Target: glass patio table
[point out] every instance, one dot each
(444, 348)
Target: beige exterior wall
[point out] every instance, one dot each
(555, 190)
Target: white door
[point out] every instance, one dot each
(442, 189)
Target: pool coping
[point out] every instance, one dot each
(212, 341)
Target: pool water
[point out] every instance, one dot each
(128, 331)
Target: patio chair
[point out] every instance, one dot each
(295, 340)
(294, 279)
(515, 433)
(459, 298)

● ● ● ●

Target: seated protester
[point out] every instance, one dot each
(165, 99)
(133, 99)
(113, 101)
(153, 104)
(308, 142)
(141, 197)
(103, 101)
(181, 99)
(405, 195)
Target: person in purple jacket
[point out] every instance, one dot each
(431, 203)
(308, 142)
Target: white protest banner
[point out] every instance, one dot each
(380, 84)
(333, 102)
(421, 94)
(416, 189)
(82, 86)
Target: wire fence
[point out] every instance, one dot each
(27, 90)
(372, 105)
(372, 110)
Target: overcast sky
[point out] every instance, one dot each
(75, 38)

● ● ● ●

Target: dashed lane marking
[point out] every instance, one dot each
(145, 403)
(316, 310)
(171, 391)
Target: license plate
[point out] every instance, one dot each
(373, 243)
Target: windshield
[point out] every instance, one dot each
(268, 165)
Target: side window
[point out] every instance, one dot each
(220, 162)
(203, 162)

● ● ● ●

• **What needs to be done**
Your answer should be the lines of the material above that include "patio".

• **Solution to this task**
Target: glass patio table
Target: patio chair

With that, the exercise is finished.